◆ **WHAT YOU WILL DO**
1. From the excerpt on substituted drugs, extract the text starting at "The genuine African" and ending at "one to fifteen.".
2. In the excerpt on substituted drugs, where is the article that has nearly excluded genuine African columbo from the shops brought from?

◆ **EXCERPTED TEXT**
######

Of such alterations and substitutions Dr Bigelow gives us a number of striking examples.

The genuine African columbo has, for some years past, been nearly excluded from our shops, by an article brought in large quantities from New Orleans, possessing about half the bitterness of real columbo, and apparently the root of Frasera Walteri. It is just beginning to be discovered, that the real Peruvian bark is a scarce article in the markets of the United States, and that its place is taken by a cheaper bark, of a different character, brought from Carthagena and Caraccas, under the name of yellow bark, and which there are reasons for supposing to belong to a species of Portlandia. Our importing merchants and druggists inform me, that this Carthagena bark, under the name of yellow Peruvian bark, constitutes probably nine tenths of the reputed cinchona now consumed in the United States, its wholesale price being to that of real bark of Peru as about one to fifteen.

######

(Referring expression data)
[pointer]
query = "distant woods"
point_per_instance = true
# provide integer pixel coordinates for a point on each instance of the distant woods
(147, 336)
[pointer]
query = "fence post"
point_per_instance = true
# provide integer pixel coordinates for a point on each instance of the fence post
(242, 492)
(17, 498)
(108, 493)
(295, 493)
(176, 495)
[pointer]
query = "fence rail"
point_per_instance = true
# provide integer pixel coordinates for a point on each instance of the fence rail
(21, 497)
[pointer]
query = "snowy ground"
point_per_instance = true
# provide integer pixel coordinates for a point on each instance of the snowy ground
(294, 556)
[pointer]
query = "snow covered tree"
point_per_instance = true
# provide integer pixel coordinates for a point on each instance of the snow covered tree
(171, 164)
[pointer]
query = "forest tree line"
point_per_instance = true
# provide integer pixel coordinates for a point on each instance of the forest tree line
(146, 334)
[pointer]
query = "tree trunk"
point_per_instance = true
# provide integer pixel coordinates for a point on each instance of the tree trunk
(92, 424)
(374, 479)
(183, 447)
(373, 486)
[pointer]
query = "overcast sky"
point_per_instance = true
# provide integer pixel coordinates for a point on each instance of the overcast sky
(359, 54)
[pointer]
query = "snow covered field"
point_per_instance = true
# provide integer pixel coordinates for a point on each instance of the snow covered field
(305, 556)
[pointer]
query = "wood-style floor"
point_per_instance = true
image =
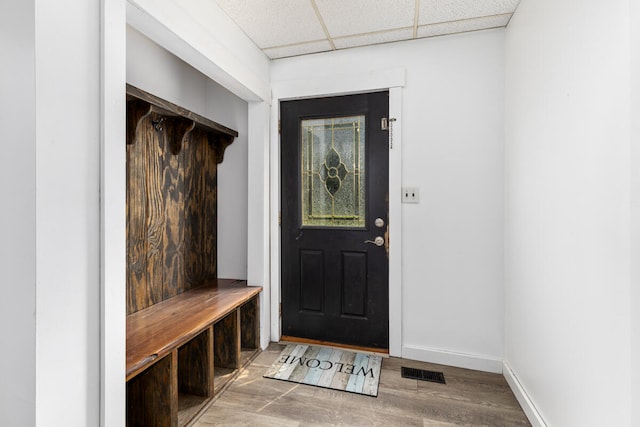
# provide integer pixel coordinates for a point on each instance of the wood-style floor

######

◆ **TASK-BY-TASK OUTPUTS**
1.
The genuine African columbo has, for some years past, been nearly excluded from our shops, by an article brought in large quantities from New Orleans, possessing about half the bitterness of real columbo, and apparently the root of Frasera Walteri. It is just beginning to be discovered, that the real Peruvian bark is a scarce article in the markets of the United States, and that its place is taken by a cheaper bark, of a different character, brought from Carthagena and Caraccas, under the name of yellow bark, and which there are reasons for supposing to belong to a species of Portlandia. Our importing merchants and druggists inform me, that this Carthagena bark, under the name of yellow Peruvian bark, constitutes probably nine tenths of the reputed cinchona now consumed in the United States, its wholesale price being to that of real bark of Peru as about one to fifteen.

2. New Orleans